• Task goal: Return the listing beneath precisely, with every line intact.

• Extracted records:
◆ ◆ ◆

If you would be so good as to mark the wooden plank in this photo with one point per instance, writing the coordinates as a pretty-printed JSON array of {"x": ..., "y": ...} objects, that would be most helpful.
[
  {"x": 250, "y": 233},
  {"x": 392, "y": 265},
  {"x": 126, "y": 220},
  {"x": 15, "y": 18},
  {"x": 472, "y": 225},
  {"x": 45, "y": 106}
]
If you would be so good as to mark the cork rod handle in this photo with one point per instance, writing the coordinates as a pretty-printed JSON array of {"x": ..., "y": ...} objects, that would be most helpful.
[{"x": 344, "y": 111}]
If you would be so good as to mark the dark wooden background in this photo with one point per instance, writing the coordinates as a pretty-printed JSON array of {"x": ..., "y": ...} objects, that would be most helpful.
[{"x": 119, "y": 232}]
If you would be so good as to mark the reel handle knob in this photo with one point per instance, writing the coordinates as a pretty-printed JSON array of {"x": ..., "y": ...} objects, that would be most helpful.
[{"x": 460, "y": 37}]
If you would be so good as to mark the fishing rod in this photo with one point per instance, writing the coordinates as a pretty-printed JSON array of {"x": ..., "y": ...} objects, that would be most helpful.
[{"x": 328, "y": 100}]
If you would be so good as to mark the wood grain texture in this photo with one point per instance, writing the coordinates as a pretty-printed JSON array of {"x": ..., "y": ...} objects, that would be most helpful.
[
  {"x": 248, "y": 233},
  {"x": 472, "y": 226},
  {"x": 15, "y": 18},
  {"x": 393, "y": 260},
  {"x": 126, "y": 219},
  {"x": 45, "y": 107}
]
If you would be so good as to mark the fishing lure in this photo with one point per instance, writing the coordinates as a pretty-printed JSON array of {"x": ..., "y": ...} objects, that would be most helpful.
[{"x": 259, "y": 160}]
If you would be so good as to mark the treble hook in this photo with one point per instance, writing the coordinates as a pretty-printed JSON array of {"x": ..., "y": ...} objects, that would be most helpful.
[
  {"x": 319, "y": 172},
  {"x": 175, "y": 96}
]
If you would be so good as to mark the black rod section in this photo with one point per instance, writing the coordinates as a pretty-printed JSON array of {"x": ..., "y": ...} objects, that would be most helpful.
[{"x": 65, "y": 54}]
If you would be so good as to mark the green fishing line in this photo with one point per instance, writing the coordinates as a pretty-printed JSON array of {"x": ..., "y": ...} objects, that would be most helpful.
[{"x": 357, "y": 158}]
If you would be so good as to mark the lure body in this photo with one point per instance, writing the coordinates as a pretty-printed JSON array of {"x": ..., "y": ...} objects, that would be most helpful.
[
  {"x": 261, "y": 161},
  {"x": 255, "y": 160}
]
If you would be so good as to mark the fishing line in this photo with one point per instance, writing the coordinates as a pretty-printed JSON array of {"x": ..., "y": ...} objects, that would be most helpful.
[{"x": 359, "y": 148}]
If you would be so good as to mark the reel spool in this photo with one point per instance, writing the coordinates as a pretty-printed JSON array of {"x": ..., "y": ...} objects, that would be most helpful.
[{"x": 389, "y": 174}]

◆ ◆ ◆

• Exercise solution:
If you would be so good as to mark the wooden plank in this photo with one point per instance, writing the coordinates as a pretty-printed JSON array of {"x": ..., "y": ...} objects, that would be most helpful.
[
  {"x": 250, "y": 233},
  {"x": 392, "y": 265},
  {"x": 126, "y": 220},
  {"x": 15, "y": 18},
  {"x": 472, "y": 225},
  {"x": 45, "y": 106}
]
If you would be so good as to mark the cork rod handle in this photo with one point per instance, writing the coordinates as a pretty-printed JSON array of {"x": ..., "y": ...} objects, that would be most helpful.
[{"x": 344, "y": 111}]
If you would be so good as to mark the dark wooden background in this photo with one point per instance, writing the coordinates as a pretty-printed JSON array of {"x": ..., "y": ...} objects, that would be most helpful.
[{"x": 119, "y": 232}]
If you would be so good as to mark the reel handle knob in this photo with one point per instance, writing the coordinates as a pretty-printed JSON array of {"x": ..., "y": ...} objects, that would be most helpful.
[{"x": 460, "y": 37}]
If you would be so good as to mark the fishing rod in this photo with one point per instance, writing the coordinates as a pretty-printed JSON array of {"x": ..., "y": ...} objects, that would be most helpful.
[{"x": 328, "y": 100}]
If you would be so good as to mark the wood grain texture in this photo with one point per instance, writing the coordinates as a pretty-printed JSON array of {"x": ..., "y": ...} objects, that would be most helpful.
[
  {"x": 248, "y": 233},
  {"x": 472, "y": 226},
  {"x": 15, "y": 18},
  {"x": 393, "y": 260},
  {"x": 126, "y": 219},
  {"x": 45, "y": 107}
]
If you would be so good as to mark the fishing lure in this photo with one point per instance, writing the coordinates as a pretty-printed JSON array of {"x": ..., "y": ...} objects, that would be most helpful.
[{"x": 259, "y": 160}]
If you would be so good as to mark the treble hook in this photo with one point per instance, writing the coordinates as a pretty-printed JSON array of {"x": ..., "y": ...} objects, that would be most helpful.
[
  {"x": 319, "y": 172},
  {"x": 175, "y": 96}
]
If you would be so good as to mark the black rod section in this photo with one point per instance, writing the coordinates as a pretty-printed JSON array of {"x": ..., "y": ...} objects, that would be most helpful.
[{"x": 65, "y": 54}]
If you would be so good as to mark the green fishing line in this photo with one point per instance, writing the coordinates as a pretty-printed JSON array of {"x": ..., "y": ...} objects, that would be most helpful.
[{"x": 357, "y": 158}]
If you would be so good as to mark the lure body in this photo with one point per instance, writing the coordinates as a pretty-printed JSON array of {"x": ..., "y": ...} objects, that would be most helpful.
[
  {"x": 261, "y": 161},
  {"x": 255, "y": 160}
]
If you would be so good as to mark the fishing line in this photo with one point per instance, writing the coordinates as a pretty-printed JSON array of {"x": ..., "y": ...} objects, that would be most helpful.
[{"x": 359, "y": 148}]
If you would be so good as to mark the reel spool in this photo with one point per instance, writing the coordinates as a pretty-printed JSON array of {"x": ..., "y": ...} objects, that would be most helpful.
[{"x": 389, "y": 174}]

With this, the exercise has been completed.